■ Problem description ■
Find every line in the records that contains the word "grass", and copy each of those lines.

■ Excerpted records ■
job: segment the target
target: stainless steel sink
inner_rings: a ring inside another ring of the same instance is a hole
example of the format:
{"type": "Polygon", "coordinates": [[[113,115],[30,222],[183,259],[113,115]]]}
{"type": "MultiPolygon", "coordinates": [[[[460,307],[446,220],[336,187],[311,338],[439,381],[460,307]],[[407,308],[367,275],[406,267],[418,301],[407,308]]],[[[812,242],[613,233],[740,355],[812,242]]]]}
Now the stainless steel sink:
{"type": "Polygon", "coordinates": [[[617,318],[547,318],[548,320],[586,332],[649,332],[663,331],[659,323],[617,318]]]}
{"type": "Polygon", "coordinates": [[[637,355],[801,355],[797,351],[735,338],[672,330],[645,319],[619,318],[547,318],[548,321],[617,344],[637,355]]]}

--

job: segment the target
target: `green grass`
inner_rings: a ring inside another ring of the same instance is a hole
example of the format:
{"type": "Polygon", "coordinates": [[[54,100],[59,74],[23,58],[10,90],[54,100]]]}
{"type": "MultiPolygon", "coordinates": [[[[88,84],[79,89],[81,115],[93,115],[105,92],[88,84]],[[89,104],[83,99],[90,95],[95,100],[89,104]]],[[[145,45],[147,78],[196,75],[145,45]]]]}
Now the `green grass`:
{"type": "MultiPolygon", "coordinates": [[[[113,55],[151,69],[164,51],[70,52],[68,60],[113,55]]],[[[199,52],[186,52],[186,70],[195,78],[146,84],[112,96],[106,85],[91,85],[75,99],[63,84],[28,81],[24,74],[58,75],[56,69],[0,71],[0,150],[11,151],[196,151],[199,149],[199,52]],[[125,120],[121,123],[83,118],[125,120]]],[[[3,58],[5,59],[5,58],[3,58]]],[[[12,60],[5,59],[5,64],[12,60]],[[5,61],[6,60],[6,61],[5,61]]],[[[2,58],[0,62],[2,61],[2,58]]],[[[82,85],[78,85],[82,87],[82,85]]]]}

■ Result ■
target: `green grass`
Now the `green grass`:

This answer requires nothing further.